QUOTED PASSAGE:

Identifying Berlin birds. Part II.

8 min readMay 13, 2019

Data cleaning

In the first part, I’ve collected lots of different species images and sorted them into “class folders”. Even though the process included defining stopwords and deleting bad files, it couldn’t distinguish images based on their content.

Reviewing downloaded images showed that along with good photos, I’ve got lots of images which definitely couldn’t be used for network training. Every folder out of 84 had to be reviewed and cleaned from non-bird content.

Magazine cover, feathers, and eye structure. Such images have to be removed.

Quotes and statistics like following didn’t improve my optimism.

Data scientists spend 60% of their time on cleaning and organizing data. Collecting data sets comes second at 19% of their time, meaning data scientists spend around 80% of their time on preparing and managing data for analysis.

Quote and diagram from Forbes article: “Cleaning Big Data: Most Time-Consuming, Least Enjoyable Data Science Task, Survey Says”

Manual attempt

Using Mac OS could make your life much easier if you know some tricks. As all folder with birds contained photos, it is quite easy to review them using “Gallery View” mode introduced in Mojave version.

My steps were the following:

Open Finder window in image folders.
Enable “Gallery View”
Enter the folder with hotkey “Cmd+⬇”
Navigate through images with ⬅ and ➡ keys
Delete wrong images using “Cmd+⌫” (Backspace)
Exit folder using “Cmd+⬆”

That worked well but was veeeryyy time-consuming and not much exciting.

Me, cleaning the dataset

Alternative approach

I’ve stopped after 4th folder and asked myself “Why can’t a machine do that? Let it do all boring stuff”. Ok, so I decided to train a neural network to help me with training a neural network.

Building an “artificial assistant”

Prerequisites

I’ve decided to go easy and define two main goals for myself

Validate an approach to be used for “berlin-birds” network
Validate that downloaded images can be used for building the network
Don’t try to be perfect and simplify the dataset cleaning process, but not automate it

Preparing the data. Again.

INFORMATION PROVIDED:
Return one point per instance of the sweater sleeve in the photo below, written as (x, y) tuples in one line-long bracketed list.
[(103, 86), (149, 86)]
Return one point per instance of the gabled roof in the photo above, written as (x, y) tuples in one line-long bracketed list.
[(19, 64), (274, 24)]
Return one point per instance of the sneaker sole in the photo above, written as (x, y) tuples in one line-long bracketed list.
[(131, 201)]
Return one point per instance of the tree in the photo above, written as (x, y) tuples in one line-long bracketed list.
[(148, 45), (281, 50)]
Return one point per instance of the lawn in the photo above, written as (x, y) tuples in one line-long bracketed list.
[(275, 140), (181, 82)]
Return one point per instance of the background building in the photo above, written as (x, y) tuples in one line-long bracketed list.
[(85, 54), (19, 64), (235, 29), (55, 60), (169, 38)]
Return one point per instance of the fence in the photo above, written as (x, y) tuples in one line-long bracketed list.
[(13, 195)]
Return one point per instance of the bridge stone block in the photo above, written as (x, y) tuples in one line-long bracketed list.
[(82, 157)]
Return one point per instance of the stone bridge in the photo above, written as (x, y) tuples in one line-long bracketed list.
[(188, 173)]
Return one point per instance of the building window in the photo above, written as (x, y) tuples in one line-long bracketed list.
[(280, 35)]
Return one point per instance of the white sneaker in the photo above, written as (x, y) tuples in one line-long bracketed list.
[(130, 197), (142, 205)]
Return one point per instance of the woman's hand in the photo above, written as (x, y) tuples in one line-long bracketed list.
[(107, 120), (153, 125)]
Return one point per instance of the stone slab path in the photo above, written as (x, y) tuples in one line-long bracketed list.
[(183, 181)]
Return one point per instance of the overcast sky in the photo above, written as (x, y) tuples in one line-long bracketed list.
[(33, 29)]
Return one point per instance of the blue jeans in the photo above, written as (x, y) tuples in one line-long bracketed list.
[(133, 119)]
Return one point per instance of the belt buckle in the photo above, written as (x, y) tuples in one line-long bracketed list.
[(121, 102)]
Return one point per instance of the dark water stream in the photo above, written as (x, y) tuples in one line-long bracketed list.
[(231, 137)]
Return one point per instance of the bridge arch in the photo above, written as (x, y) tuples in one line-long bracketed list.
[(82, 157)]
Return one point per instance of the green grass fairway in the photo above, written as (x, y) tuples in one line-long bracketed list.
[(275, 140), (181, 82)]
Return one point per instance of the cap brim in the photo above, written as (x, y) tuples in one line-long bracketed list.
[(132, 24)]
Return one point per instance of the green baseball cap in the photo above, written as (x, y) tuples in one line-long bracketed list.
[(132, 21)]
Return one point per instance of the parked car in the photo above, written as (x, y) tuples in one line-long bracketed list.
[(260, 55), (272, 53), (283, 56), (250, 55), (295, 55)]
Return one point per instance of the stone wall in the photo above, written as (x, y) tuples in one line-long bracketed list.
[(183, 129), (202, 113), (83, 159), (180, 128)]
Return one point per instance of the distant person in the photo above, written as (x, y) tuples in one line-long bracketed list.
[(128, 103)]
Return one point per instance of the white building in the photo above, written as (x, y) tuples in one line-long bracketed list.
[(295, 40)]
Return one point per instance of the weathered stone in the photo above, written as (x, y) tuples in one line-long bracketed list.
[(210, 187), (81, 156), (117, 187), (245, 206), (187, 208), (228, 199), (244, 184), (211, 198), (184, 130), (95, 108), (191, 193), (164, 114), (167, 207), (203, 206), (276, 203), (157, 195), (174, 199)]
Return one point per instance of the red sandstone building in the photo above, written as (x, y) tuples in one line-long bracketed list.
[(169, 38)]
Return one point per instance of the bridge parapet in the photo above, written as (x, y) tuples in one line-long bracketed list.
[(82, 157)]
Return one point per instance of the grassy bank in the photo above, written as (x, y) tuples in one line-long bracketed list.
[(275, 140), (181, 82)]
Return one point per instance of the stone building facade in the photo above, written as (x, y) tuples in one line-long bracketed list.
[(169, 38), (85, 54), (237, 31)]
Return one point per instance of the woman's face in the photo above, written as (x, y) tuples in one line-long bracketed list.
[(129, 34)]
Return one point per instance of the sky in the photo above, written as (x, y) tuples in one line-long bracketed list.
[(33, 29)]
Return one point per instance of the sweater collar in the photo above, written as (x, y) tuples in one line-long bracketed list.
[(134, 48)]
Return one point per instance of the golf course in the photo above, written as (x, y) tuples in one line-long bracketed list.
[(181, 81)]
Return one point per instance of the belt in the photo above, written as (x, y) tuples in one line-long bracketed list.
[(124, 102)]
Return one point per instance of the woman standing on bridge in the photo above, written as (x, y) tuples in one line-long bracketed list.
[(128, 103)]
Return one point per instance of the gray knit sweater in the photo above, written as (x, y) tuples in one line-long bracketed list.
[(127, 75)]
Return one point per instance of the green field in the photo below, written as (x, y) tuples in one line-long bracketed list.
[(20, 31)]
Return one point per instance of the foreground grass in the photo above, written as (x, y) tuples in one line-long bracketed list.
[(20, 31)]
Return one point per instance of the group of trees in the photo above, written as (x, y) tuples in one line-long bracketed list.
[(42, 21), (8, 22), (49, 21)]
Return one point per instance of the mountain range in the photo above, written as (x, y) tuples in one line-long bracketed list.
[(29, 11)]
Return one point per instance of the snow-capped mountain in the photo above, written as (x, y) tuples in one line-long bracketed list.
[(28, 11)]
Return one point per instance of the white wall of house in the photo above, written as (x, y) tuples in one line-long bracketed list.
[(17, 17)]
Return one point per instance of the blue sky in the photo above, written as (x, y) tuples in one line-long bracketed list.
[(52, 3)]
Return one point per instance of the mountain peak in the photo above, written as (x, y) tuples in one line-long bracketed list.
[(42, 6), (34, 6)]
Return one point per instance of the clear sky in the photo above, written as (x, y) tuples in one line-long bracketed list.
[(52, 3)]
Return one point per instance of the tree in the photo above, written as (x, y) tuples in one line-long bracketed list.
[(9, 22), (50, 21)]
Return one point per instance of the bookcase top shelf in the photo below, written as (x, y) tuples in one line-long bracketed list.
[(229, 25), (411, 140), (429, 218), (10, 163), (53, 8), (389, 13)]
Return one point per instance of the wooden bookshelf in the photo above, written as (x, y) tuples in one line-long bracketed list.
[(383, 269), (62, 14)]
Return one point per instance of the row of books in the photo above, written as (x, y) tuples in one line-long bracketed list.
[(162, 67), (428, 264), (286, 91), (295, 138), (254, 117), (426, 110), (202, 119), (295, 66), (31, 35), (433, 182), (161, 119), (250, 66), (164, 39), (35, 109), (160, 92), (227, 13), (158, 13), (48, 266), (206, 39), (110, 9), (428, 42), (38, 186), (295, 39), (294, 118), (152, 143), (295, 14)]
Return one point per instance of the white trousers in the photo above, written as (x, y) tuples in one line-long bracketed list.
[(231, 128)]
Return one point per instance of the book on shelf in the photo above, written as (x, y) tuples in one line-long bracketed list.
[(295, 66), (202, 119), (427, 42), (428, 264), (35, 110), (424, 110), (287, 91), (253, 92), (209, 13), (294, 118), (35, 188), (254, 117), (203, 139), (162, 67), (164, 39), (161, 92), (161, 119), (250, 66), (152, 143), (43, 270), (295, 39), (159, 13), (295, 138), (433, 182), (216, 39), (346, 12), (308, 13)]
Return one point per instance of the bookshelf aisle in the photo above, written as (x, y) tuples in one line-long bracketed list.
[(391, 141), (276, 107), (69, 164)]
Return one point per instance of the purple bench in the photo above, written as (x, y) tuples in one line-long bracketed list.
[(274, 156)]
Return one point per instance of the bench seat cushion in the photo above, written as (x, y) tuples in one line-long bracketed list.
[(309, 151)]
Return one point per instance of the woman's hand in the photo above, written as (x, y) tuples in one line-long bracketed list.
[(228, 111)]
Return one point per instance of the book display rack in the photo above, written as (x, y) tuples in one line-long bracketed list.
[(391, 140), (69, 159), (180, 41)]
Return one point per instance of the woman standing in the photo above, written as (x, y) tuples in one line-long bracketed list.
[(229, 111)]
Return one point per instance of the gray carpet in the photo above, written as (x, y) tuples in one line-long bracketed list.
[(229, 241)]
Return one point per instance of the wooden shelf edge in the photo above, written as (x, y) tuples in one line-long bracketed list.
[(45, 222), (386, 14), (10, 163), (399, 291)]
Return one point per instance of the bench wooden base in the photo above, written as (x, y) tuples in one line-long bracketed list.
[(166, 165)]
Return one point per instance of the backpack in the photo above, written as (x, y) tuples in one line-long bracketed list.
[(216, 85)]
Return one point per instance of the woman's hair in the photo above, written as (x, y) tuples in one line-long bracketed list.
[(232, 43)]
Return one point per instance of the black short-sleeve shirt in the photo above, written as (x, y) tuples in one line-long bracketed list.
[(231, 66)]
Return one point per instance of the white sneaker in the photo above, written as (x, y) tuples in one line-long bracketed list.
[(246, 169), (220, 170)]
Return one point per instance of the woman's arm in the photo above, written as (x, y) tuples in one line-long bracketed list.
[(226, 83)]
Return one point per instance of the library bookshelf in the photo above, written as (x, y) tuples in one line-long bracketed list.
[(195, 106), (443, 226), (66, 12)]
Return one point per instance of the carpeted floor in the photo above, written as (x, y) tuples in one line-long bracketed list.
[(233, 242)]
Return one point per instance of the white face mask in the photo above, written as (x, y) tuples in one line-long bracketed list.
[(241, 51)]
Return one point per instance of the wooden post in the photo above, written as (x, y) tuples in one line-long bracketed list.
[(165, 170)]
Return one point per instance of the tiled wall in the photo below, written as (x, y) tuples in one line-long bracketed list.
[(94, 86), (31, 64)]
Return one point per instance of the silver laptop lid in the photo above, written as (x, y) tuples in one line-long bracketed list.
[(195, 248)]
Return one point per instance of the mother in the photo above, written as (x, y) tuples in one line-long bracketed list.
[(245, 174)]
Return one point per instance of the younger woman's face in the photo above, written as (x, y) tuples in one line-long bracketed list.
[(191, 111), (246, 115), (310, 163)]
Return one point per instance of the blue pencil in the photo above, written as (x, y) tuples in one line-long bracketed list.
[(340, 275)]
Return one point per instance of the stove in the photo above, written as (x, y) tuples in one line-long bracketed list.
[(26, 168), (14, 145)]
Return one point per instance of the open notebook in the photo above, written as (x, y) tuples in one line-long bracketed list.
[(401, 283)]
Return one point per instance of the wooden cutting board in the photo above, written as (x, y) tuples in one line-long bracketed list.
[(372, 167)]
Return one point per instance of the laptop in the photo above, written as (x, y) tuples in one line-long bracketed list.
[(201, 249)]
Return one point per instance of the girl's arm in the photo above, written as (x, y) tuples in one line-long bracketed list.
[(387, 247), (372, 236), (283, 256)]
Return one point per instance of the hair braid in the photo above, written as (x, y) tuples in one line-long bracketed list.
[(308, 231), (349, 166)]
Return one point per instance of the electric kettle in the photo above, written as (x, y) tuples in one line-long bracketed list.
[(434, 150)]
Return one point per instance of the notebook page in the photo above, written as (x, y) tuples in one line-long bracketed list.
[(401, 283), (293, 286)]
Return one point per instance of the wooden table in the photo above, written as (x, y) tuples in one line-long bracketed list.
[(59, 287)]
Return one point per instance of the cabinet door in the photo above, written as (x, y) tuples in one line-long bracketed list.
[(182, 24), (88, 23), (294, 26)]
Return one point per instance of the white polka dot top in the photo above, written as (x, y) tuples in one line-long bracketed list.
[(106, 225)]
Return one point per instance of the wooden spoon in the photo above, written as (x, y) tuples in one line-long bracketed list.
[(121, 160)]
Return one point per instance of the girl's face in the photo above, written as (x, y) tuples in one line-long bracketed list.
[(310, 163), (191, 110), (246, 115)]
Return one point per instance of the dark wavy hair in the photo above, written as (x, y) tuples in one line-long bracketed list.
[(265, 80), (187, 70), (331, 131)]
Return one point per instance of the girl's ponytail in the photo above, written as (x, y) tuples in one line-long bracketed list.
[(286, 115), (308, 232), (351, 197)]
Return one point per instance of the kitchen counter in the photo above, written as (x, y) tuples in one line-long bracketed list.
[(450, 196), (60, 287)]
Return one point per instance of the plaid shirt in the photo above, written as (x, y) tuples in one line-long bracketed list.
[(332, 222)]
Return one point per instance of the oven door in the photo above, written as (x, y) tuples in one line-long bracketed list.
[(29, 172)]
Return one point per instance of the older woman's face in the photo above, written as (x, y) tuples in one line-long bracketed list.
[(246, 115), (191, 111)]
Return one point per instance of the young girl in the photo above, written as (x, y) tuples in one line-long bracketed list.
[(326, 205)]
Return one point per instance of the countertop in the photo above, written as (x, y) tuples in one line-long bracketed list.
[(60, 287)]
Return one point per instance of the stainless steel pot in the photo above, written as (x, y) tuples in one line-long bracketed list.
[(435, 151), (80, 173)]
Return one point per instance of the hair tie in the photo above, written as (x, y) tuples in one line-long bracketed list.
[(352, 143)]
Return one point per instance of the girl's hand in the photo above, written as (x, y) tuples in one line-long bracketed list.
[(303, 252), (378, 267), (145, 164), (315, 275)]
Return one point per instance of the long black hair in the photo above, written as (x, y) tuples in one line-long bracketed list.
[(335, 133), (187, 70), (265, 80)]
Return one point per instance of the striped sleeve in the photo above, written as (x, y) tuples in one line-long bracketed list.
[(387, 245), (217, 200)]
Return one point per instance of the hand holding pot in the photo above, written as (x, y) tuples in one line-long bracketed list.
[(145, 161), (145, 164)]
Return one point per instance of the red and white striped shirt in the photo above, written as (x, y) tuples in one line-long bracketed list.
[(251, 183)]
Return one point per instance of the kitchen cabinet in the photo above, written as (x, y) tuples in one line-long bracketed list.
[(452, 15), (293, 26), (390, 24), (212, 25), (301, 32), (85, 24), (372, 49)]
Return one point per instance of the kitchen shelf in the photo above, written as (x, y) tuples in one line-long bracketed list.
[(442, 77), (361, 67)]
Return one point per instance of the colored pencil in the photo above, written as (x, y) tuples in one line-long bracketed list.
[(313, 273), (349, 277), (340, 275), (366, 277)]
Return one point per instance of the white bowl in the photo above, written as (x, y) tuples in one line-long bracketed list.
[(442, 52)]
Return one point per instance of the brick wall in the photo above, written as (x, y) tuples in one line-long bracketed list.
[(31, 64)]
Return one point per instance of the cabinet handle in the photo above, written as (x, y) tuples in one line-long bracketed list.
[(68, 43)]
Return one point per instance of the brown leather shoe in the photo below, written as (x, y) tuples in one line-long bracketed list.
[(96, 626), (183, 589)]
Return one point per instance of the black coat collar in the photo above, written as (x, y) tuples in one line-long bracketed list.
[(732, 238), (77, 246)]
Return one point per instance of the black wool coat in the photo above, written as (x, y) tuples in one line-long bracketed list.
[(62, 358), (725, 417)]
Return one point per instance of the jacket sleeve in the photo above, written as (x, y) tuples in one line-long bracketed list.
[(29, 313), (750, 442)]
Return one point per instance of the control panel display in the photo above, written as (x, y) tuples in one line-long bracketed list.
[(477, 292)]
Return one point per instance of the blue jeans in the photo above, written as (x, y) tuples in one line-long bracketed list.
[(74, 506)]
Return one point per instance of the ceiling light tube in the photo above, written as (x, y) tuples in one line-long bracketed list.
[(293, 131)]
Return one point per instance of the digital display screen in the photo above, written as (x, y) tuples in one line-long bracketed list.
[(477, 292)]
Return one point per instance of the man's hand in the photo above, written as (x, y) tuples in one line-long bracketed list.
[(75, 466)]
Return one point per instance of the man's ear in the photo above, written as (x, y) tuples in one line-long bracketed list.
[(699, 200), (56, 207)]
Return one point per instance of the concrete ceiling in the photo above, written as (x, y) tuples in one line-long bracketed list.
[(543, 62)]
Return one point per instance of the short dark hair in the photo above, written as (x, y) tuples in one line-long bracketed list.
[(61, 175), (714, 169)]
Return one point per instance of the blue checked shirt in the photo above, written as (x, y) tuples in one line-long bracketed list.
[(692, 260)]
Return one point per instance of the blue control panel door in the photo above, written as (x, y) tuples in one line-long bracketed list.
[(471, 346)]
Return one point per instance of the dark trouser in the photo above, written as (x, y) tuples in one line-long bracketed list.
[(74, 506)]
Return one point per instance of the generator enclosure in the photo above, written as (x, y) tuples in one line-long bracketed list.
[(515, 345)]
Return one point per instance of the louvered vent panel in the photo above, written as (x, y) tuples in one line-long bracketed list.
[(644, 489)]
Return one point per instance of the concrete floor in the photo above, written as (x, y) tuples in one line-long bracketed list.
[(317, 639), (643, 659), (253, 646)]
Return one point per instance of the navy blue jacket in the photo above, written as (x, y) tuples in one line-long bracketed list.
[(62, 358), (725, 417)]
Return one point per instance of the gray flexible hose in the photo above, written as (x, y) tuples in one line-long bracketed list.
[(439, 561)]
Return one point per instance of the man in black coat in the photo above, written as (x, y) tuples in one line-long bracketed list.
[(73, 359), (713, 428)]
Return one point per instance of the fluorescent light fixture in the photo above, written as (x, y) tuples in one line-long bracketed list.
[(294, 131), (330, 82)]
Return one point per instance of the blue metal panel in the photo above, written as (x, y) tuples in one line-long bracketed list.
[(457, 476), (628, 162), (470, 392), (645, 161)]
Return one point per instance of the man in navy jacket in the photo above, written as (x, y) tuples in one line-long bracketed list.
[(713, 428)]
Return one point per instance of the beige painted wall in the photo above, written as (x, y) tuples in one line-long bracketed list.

WRITTEN TASKS:
**1.** From the Berlin birds post, pull out the passage between "That worked well" and "a neural network.", inclusive.
**2.** Rewrite the paragraph of the Berlin birds post that begins "Reviewing downloaded images showed" in a shorter form, keeping its main facts.
This data was taken from a different source.

RESULTS BY TASK:
**1.**
That worked well but was veeeryyy time-consuming and not much exciting.

Me, cleaning the dataset

Alternative approach

I’ve stopped after 4th folder and asked myself “Why can’t a machine do that? Let it do all boring stuff”. Ok, so I decided to train a neural network to help me with training a neural network.

**2.** The downloaded images held many good photos but also many that couldn't be used to train the network. Each of the 84 folders had to be checked and cleared of anything that wasn't a bird.